_EXTRAIT DE PAGE_
Pas facile de les convaincre, dit-elle. Mais Achgane est fière d’avoir aidé 300 mamans qui ignoraient les critères de développement des petits enfants. « J’ai commis des erreurs avec mon premier enfant, car nos grandsmères répétaient souvent que les biscuits trempés dans un petit verre de thé pouvaient servir de repas pour l’enfant. Pire encore, son père lui mettait du miel à sucer sur la tétine pour qu’il arrête de pleurer. Résultat : le petit a commencé à aimer tout ce qui est sucré », dit Safaa, femme au foyer. Et ce goût pour le sucre n’a fait qu’augmenter. Aujourd’hui, Nabil a 6 ans et se gave de bonbons, et même de sucre brut tout simplement. Et à force d’en consommer au cours de la journée, il n’arrive déjeuner. Sa santé en a pris un coup et il tombe souvent malade, le pédiatre lui a donc prescrit un traitement pour booster son immunité. Sans oublier les problèmes dentaires dus à l’excès de sucre. Heureusement, Safaa a rattrapé le coup avec sa cadette Jana, 7 mois. Elle a suivi les conseils de la conseillère en commençant à lui faire goûter des légumes et en respectant la méthode de cuisson des aliments pour savoir si elle manifeste des allergies à certains produits alimentaires.

Apprendre les bonnes habitudes

Malnutrition : Agir dès les premiers jours

Dans les milieux ruraux, nombreuses sont les femmes qui donnent aux bébés les mêmes repas quotidiens de la famille. Ce qui risque de provoquer des problèmes de santé. « Dès que ma fille avait commencé à consommer de la nourriture pour adultes, son ventre s’est mis à gonfler et elle souffrait de douleurs atroces. La conseillère rurale m’a fait comprendre que son estomac n’était pas prêt à recevoir des repas copieux », souligne Wafaä, paysanne. Cette dernière a appris qu’au début, une ou 2 cuillères à café sont largement suffisantes pour faire goûter au bébé un légume. Elle a appris aussi qu’il faut commencer par des légumes bouillis à l’eau sans assaisonnement et écrasés en purée. Et qu’il faut introduire légume après légume. Sel et sucre sont bannis.

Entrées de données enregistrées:
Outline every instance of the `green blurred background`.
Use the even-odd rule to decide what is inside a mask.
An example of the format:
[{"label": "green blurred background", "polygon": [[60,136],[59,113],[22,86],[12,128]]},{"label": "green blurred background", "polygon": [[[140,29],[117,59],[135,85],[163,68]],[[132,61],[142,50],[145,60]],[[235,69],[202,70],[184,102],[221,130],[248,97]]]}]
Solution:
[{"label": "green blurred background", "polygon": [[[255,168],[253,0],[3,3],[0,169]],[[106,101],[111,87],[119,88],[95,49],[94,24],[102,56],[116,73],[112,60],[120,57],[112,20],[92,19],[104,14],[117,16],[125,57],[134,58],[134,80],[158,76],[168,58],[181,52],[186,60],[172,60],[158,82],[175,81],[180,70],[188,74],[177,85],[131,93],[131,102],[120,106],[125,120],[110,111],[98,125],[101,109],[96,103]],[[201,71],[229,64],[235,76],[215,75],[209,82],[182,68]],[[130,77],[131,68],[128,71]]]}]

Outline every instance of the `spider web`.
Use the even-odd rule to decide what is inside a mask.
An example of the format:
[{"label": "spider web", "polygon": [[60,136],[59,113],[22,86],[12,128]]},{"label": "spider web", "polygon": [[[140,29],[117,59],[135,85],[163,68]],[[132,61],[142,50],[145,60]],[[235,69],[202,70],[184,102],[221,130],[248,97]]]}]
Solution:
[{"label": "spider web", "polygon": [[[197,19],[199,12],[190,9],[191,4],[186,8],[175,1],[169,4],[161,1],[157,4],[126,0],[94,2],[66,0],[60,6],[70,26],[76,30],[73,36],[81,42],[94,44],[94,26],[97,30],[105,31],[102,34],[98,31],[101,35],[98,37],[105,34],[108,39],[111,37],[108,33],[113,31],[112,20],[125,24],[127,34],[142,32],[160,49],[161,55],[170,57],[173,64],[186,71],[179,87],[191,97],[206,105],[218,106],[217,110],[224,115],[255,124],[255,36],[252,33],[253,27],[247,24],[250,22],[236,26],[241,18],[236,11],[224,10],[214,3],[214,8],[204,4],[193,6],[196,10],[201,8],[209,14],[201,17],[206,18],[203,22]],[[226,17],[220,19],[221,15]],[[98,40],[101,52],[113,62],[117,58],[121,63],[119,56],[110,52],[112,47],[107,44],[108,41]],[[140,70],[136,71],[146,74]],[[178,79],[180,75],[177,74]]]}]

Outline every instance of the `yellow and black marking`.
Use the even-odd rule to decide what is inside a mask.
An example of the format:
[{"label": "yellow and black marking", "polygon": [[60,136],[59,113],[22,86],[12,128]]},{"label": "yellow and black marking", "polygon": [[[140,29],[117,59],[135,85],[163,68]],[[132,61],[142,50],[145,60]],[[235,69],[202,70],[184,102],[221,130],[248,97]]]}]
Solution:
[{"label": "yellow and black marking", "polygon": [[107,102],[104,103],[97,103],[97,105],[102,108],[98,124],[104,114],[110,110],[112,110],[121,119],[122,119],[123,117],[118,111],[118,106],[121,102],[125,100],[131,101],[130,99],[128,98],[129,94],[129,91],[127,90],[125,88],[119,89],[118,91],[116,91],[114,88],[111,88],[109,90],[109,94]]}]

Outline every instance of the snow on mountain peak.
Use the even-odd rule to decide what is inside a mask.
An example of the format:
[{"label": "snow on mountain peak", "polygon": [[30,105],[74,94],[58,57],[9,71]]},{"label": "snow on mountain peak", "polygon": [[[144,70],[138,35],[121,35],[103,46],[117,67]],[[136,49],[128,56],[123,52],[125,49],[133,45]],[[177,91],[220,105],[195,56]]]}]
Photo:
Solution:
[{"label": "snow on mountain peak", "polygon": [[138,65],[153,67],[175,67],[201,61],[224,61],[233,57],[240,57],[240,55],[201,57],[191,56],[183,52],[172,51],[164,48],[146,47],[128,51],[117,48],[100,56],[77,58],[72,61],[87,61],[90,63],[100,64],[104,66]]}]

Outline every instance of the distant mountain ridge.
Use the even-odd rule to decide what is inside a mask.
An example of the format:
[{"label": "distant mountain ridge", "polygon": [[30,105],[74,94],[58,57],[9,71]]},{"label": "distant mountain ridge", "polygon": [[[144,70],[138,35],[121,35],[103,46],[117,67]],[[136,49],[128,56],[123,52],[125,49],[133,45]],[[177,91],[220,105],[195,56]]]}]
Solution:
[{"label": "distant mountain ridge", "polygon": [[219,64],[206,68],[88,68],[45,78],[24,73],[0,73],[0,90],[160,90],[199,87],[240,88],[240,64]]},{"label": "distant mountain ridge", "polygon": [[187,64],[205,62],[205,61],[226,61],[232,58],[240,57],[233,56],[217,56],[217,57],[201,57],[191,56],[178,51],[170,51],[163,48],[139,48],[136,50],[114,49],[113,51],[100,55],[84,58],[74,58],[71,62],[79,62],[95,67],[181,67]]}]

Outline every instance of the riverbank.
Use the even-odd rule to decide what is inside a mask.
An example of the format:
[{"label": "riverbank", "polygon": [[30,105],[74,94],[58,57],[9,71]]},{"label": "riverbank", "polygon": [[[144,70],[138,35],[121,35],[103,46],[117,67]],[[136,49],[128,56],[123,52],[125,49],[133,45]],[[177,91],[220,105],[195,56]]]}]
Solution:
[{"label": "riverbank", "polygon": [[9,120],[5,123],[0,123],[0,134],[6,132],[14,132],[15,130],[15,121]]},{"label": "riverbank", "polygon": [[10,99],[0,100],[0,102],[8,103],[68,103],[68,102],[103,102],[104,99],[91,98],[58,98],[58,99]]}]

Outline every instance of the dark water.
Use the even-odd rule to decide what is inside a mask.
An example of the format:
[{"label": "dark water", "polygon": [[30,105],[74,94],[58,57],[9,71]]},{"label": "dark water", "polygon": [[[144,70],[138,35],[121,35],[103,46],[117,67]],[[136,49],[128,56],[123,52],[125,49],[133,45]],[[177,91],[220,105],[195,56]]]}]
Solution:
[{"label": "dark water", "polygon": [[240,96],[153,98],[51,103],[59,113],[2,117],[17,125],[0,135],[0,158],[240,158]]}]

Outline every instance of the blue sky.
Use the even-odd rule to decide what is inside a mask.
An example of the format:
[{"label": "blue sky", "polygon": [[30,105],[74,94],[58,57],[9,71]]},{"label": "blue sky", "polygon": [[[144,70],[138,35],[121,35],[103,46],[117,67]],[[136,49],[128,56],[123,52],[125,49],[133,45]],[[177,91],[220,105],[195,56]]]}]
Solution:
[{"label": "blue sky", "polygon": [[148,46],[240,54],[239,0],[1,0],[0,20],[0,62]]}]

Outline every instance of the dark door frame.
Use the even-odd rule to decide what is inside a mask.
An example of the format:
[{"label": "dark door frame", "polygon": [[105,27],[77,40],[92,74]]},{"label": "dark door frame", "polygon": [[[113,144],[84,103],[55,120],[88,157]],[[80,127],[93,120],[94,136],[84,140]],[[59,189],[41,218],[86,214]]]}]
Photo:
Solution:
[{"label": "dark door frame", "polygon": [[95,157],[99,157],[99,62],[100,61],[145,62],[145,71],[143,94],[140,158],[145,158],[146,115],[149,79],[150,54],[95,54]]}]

_CONSIGNE_
Répondez à ces questions d'après l'extrait sur l'alimentation des bébés :
1. Combien de mamans Achgane est-elle fière d'avoir aidées ?
2. Quel âge a Jana, la cadette de Safaa ?
3. Selon ce que Wafaä a appris, combien de cuillères à café suffisent au début pour faire goûter un légume au bébé ?

_RÉPONSE_
1. 300 mamans.
2. 7 mois.
3. Une ou deux cuillères à café.